### Material shown

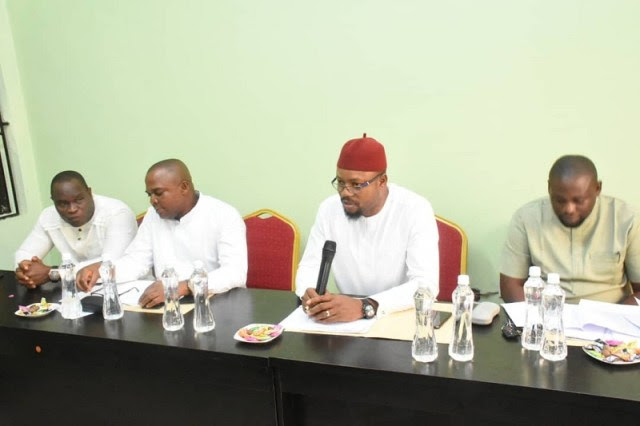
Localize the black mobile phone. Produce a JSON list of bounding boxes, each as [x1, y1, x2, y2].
[[432, 311, 451, 329]]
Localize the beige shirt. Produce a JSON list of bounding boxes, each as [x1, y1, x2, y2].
[[500, 195, 640, 303]]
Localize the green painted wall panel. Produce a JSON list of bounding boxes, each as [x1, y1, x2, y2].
[[0, 0, 640, 289]]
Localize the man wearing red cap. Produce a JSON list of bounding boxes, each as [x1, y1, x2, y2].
[[296, 134, 439, 323]]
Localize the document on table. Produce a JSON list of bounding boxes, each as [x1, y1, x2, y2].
[[280, 302, 453, 343], [502, 299, 640, 341], [280, 306, 376, 334]]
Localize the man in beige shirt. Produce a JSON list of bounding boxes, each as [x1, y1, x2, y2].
[[500, 155, 640, 304]]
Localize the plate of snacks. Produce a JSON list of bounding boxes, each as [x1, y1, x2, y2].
[[233, 324, 284, 343], [15, 297, 58, 318], [582, 339, 640, 365]]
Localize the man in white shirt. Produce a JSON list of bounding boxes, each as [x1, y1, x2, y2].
[[15, 170, 138, 288], [296, 134, 439, 323], [78, 159, 247, 308]]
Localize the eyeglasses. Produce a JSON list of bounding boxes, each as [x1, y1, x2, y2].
[[331, 172, 384, 194], [89, 287, 140, 297]]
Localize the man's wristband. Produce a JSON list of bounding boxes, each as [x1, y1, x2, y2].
[[49, 268, 60, 283], [360, 298, 376, 319]]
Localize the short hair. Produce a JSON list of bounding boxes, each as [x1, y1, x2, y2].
[[147, 158, 192, 183], [50, 170, 89, 194], [549, 155, 598, 182]]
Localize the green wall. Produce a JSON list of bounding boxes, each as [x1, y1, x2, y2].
[[0, 0, 640, 289]]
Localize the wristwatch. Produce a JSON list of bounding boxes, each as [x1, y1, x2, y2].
[[49, 268, 60, 283], [361, 299, 376, 319]]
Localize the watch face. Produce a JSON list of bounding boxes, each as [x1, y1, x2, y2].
[[49, 269, 60, 281], [364, 303, 376, 318]]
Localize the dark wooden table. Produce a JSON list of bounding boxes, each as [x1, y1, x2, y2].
[[0, 272, 640, 426]]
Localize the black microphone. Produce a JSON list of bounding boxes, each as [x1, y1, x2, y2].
[[316, 240, 336, 295]]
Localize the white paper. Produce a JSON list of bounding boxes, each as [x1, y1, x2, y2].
[[502, 299, 640, 341], [578, 299, 640, 337], [280, 306, 376, 334]]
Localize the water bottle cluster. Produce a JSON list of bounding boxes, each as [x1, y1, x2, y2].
[[411, 275, 474, 362], [161, 260, 216, 333], [60, 253, 82, 319], [521, 266, 567, 361], [60, 254, 216, 333], [411, 266, 567, 362]]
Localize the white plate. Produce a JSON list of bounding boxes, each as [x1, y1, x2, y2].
[[233, 324, 284, 343], [582, 341, 640, 365], [14, 303, 59, 318]]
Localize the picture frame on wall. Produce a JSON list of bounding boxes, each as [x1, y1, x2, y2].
[[0, 113, 19, 219]]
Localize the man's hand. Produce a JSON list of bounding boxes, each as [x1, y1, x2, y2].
[[302, 288, 362, 323], [76, 262, 101, 292], [16, 256, 51, 289], [500, 274, 527, 303], [138, 281, 189, 308]]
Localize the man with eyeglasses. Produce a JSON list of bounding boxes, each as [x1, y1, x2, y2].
[[15, 170, 138, 288], [296, 134, 439, 323]]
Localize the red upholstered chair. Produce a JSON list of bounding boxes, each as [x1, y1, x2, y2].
[[136, 210, 147, 227], [436, 215, 468, 302], [244, 209, 300, 291]]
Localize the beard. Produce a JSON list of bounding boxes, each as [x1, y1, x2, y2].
[[340, 197, 362, 220], [344, 209, 362, 220]]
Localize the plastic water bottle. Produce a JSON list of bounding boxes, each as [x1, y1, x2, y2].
[[520, 266, 544, 351], [449, 275, 474, 361], [189, 260, 216, 333], [100, 256, 124, 320], [540, 273, 567, 361], [411, 286, 438, 362], [60, 253, 82, 319], [162, 265, 184, 331]]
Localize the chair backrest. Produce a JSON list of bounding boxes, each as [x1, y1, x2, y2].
[[436, 215, 468, 302], [244, 209, 300, 291], [136, 210, 147, 227]]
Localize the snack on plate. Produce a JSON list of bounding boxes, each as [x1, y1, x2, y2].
[[18, 297, 51, 316], [238, 324, 282, 342], [585, 339, 640, 364]]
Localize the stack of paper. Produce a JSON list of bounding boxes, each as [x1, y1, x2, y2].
[[502, 299, 640, 341], [280, 306, 376, 334]]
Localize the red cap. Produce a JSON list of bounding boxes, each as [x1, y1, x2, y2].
[[338, 133, 387, 172]]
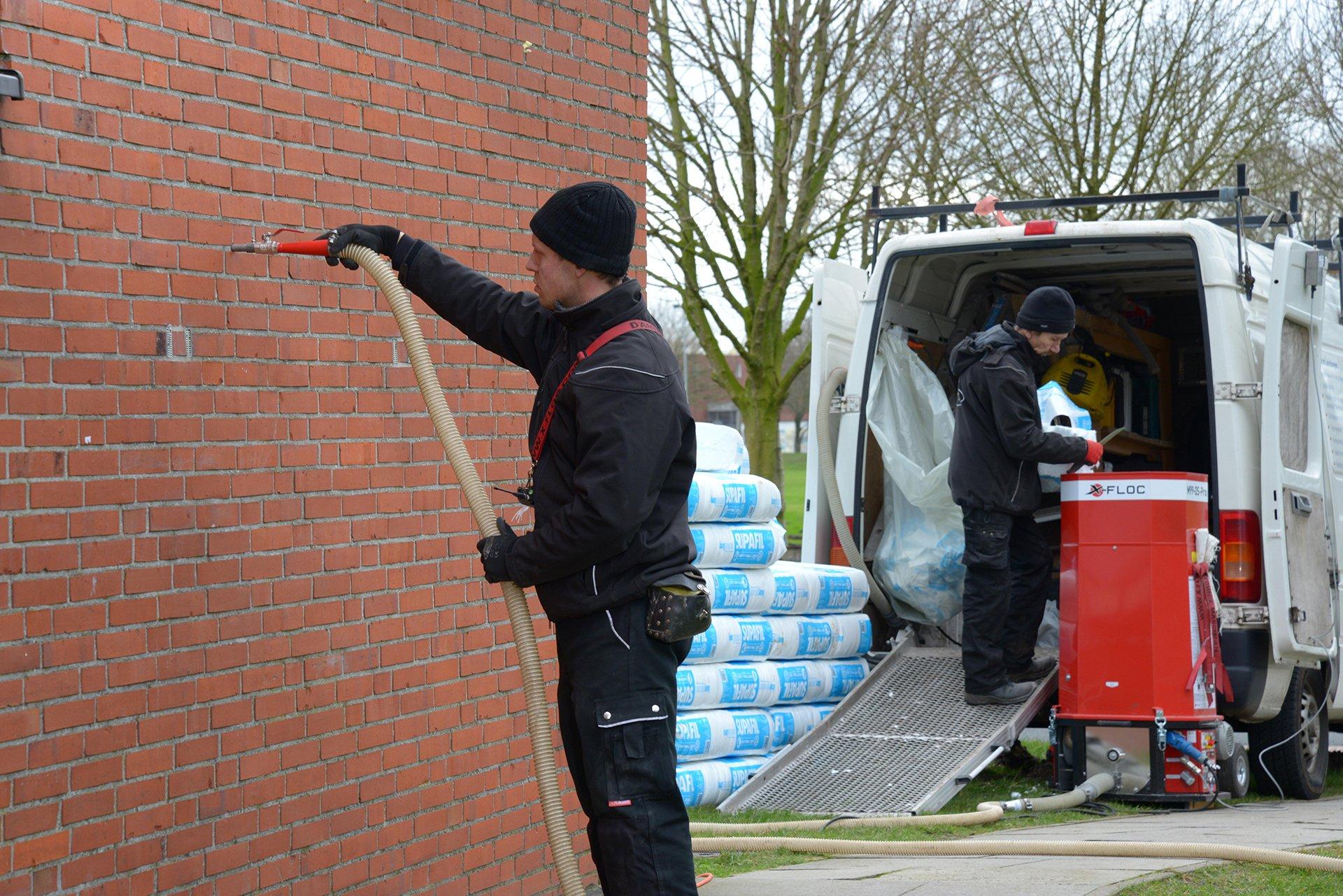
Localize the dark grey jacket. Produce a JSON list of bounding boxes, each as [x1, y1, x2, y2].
[[392, 238, 697, 619], [947, 324, 1086, 513]]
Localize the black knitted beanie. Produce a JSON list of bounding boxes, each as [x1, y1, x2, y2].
[[532, 180, 635, 274], [1016, 286, 1076, 333]]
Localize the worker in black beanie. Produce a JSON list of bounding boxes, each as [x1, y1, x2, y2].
[[947, 286, 1102, 705], [327, 181, 709, 896]]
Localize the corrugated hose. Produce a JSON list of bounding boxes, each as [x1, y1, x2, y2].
[[340, 246, 583, 896]]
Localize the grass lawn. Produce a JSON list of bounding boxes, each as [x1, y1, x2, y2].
[[690, 740, 1343, 896], [779, 453, 807, 546], [1121, 844, 1343, 896]]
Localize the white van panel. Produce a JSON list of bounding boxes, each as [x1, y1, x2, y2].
[[802, 259, 872, 563], [1260, 236, 1340, 662]]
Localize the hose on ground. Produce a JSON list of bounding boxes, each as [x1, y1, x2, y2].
[[340, 246, 1343, 881], [340, 240, 583, 896], [690, 752, 1343, 873], [695, 838, 1343, 873], [811, 367, 897, 627], [690, 772, 1115, 845]]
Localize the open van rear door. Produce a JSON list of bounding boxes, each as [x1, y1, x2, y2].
[[802, 259, 867, 563], [1260, 236, 1343, 662]]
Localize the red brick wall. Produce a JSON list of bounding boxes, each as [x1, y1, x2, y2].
[[0, 0, 646, 893]]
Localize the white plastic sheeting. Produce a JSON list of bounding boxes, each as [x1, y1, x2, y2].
[[867, 328, 965, 625], [1035, 383, 1096, 492]]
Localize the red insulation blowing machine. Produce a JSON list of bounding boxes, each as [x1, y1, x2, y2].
[[1050, 471, 1232, 804]]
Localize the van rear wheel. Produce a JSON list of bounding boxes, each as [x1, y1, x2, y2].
[[1248, 669, 1330, 799]]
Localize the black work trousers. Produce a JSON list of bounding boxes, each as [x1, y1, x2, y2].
[[960, 508, 1057, 693], [555, 597, 695, 896]]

### What you have to do
Copy every one of the records above word for word, leaving the pictures out.

### Reply to the exercise
Localize the black mobile phone. Produce a JSON list of bounding boxes, each as [x1, y1, x2, y2].
[[432, 311, 451, 329]]
Localize the beige shirt. Produce a JSON list of bounding boxes, each as [x1, y1, x2, y2].
[[500, 195, 640, 303]]
Localize the green painted wall panel. Produce a JSON list of bounding boxes, each as [x1, y1, x2, y2].
[[0, 0, 640, 289]]
Localize the man wearing red cap. Produce a JSON list of bounding boxes, each as [x1, y1, x2, y2].
[[296, 134, 439, 323]]
Localize the document on table. Produce a JSON list of bounding boxes, each as [x1, y1, x2, y2].
[[280, 302, 453, 343], [502, 299, 640, 341], [280, 306, 376, 334]]
Localize the man in beige shirt. Produce a JSON list of bounding boxes, each as [x1, y1, x2, y2].
[[500, 155, 640, 304]]
Localize the plate of snacks. Produce a JSON list of bounding boxes, each as [x1, y1, x2, y2].
[[233, 324, 284, 343], [15, 297, 58, 318], [582, 339, 640, 365]]
Localize the man in white shirt. Produce a JSON list of bounding boxes, each as [x1, y1, x2, y2].
[[15, 170, 138, 288], [296, 134, 439, 323], [78, 159, 247, 308]]
Localize the eyeglasses. Produce a JSON list of bounding boxes, each as [x1, y1, x2, y2].
[[331, 172, 384, 194], [89, 287, 140, 297]]
Localize the man's wristband. Produce a JSON list of bounding boxes, each as [x1, y1, x2, y2].
[[49, 268, 60, 283], [360, 298, 376, 319]]
Localize the short hair. Produce a JSON list of bounding boxes, each as [x1, y1, x2, y2].
[[147, 158, 192, 183], [50, 170, 89, 194], [549, 155, 598, 182]]
Localize the green wall. Produce a JSON list of bounding boxes, each as [x1, y1, x2, y2].
[[0, 0, 640, 289]]
Localize the wristwatch. Produce a JSON list of bounding boxes, each as [x1, y1, x2, y2].
[[49, 268, 60, 283], [361, 299, 376, 319]]
Localize the watch face. Produce a JSON list of bounding boxes, each as [x1, y1, x2, y2].
[[49, 269, 60, 281], [364, 303, 376, 318]]
Localize the dark wooden table. Produce a JSON list of bounding boxes, each as [x1, y1, x2, y2].
[[0, 272, 640, 426]]
Localize the black microphone. Produce a JSON list of bounding boxes, each as [x1, y1, x2, y2].
[[316, 240, 336, 295]]
Localize the white paper. Produce a JSON list of bounding boxes, each as [x1, y1, x2, y2].
[[502, 299, 640, 341], [578, 299, 640, 337], [280, 306, 376, 334]]
Localize the water bottle cluster. Produce a JSON list of bounding boxes, each as [x1, y1, x2, y2].
[[411, 275, 474, 362], [161, 260, 216, 333], [60, 253, 82, 319], [521, 266, 567, 361], [60, 254, 216, 333], [411, 266, 567, 362]]
Localize the white plate. Produce a JSON list of bounding boxes, each as [x1, y1, x2, y2].
[[233, 324, 284, 343], [582, 341, 640, 365], [14, 303, 59, 318]]
Localize the picture frame on wall. Produce a JSON list of bounding boxes, each as [x1, y1, x2, y2].
[[0, 113, 19, 219]]
Localize the man's hand. Produce a JSON list of bounding boxes, each as [x1, y1, x2, y2].
[[302, 288, 362, 323], [76, 262, 101, 292], [16, 256, 51, 289], [500, 274, 527, 303], [138, 281, 189, 308]]
Localize the man with eyeglasses. Produce a JSON list of bounding boxes, each as [x1, y1, x2, y2].
[[15, 170, 138, 288], [296, 134, 439, 323]]
Localize the red upholstered chair. Produce a JSON list of bounding boxes, each as [x1, y1, x2, y2].
[[136, 210, 147, 227], [436, 215, 468, 302], [244, 209, 300, 291]]
Localize the beard. Produce a JSON list of bounding boxes, each as [x1, y1, x2, y2].
[[340, 197, 362, 220], [344, 209, 362, 220]]
Localize the plastic water bottle. Produce a JSON list of bounding boxes, each as [x1, y1, x2, y2].
[[520, 266, 544, 351], [449, 275, 474, 361], [189, 260, 216, 333], [100, 256, 124, 320], [540, 273, 567, 361], [411, 286, 438, 362], [60, 253, 82, 319], [162, 265, 184, 331]]
Localize the chair backrest. Produce a JSON list of bounding boxes, each as [x1, y1, x2, y2].
[[436, 215, 468, 302], [244, 209, 300, 291], [136, 210, 147, 227]]
Localize the snack on plate. Produce a JSON list of bounding boxes, each as [x1, y1, x2, y2].
[[18, 297, 51, 316], [238, 324, 282, 342], [585, 339, 640, 364]]
Localize the stack of paper. Produce a JSON list of bounding boxes, each as [x1, y1, x2, y2].
[[502, 299, 640, 341], [280, 306, 376, 334]]
Localize the red cap. Produce a JSON list of bounding boxes, each as [x1, y1, x2, y2].
[[338, 133, 387, 172]]
Localize the dark grey jacket. Produce a JSON list of bounding boxes, each as [x1, y1, x2, y2].
[[392, 238, 697, 619], [947, 324, 1086, 513]]
Localize the black knitted beanie. Produce a JSON list of bounding boxes, each as [x1, y1, x2, y2].
[[532, 180, 635, 274], [1016, 286, 1076, 333]]
Localize the worker in black beanie. Produce a JSON list of bounding boxes, each as [x1, y1, x2, y2].
[[947, 286, 1102, 705], [327, 181, 709, 896]]
Localize the corrugated hose. Produce a JSON list of bounding boxes, each as [x1, y1, x2, y2].
[[340, 246, 583, 896]]
Localize the grass lawn. Produce a JSON list of bounding boxes, each as [x1, y1, x2, y2].
[[690, 740, 1343, 896], [779, 453, 807, 546], [1121, 844, 1343, 896]]
Localize the white van panel. Produce a JSON list of bounding boxes, each as [x1, y1, x2, y2].
[[802, 259, 872, 563], [1260, 236, 1340, 662]]
Localize the hose on ground. Produce a JSON list of bounding boxes, each as [x1, y1, x2, y2].
[[340, 246, 1343, 881], [340, 240, 583, 896], [690, 752, 1343, 873], [695, 838, 1343, 873], [811, 367, 897, 627], [690, 772, 1115, 845]]
Localize the open van rear door. Produce a JSON list of bounding boxes, each as [x1, y1, x2, y2].
[[802, 259, 867, 563], [1260, 236, 1343, 662]]
Localize the red brick wall. Produce a JSON list of bounding boxes, each as [x1, y1, x2, y2].
[[0, 0, 646, 893]]
Localize the white plastic sheeting. Produce a JSON list of bounding boxes, each as [x1, y1, x2, y2].
[[867, 328, 965, 625], [1035, 383, 1096, 492]]
Localize the red insulation blowing machine. Produce a JSON list of bounding boxes, each as [x1, y1, x2, y2].
[[1050, 471, 1232, 804]]
Localize the van rear wheel. Produce a JSON list of bounding boxes, each as [x1, y1, x2, y2].
[[1248, 669, 1330, 799]]
Localize the black work trousers. Produce a JSON list of bounding boxes, each as [x1, y1, x2, y2].
[[960, 508, 1057, 693], [555, 597, 695, 896]]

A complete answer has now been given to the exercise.